=== Work required ===
When a line of the records contains "person", copy it.

=== Available data ===

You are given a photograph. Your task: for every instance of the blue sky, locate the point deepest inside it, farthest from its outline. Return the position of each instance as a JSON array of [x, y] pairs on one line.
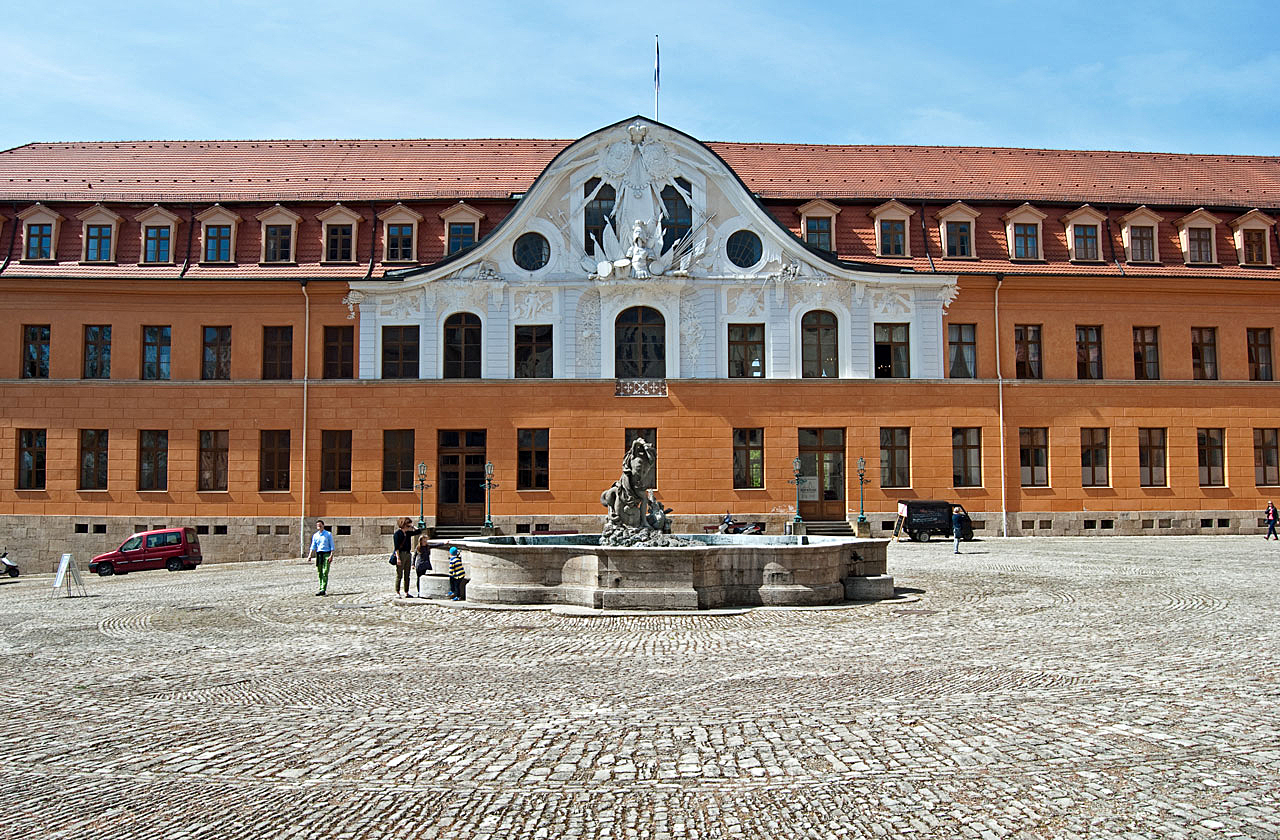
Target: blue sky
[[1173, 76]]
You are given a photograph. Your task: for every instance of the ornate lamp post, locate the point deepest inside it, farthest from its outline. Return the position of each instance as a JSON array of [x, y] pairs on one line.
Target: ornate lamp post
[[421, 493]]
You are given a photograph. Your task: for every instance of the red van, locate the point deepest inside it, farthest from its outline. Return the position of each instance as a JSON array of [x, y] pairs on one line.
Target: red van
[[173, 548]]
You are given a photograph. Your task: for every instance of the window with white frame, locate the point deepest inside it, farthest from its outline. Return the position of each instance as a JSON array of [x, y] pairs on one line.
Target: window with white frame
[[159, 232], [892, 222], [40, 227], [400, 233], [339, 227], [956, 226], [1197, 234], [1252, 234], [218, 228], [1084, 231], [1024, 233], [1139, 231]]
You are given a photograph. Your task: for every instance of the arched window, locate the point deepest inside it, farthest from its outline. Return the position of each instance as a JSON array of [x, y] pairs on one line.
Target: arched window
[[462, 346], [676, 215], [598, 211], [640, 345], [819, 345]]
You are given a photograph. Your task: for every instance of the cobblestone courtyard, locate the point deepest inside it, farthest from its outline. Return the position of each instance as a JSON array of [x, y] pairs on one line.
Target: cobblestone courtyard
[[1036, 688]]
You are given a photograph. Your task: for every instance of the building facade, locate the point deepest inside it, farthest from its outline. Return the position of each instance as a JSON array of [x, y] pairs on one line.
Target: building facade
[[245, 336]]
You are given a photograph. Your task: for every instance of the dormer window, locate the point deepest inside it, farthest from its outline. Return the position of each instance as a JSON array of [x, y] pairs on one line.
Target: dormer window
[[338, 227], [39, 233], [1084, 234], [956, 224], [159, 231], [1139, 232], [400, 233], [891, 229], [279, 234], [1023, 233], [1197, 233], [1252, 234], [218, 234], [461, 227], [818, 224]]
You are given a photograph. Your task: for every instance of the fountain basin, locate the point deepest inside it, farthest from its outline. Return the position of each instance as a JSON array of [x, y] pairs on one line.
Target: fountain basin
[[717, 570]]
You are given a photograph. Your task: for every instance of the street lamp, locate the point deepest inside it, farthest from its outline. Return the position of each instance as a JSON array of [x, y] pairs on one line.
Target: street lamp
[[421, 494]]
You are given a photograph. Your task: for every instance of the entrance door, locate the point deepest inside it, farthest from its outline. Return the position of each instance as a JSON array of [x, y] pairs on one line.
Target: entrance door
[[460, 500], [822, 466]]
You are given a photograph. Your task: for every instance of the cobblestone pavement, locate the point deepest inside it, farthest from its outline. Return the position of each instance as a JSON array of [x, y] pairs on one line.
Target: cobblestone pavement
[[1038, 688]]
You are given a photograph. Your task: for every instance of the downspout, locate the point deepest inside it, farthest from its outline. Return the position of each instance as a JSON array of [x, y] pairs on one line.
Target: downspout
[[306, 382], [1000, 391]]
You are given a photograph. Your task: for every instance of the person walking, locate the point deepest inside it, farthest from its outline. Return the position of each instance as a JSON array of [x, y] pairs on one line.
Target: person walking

=== Result below ===
You are given a photograph. Your task: for every instance of the person walking, locate the point deepest inside it, farthest from its outline. Return the position of each instance as a JSON array of [x, y] pairs on one line.
Target: person walking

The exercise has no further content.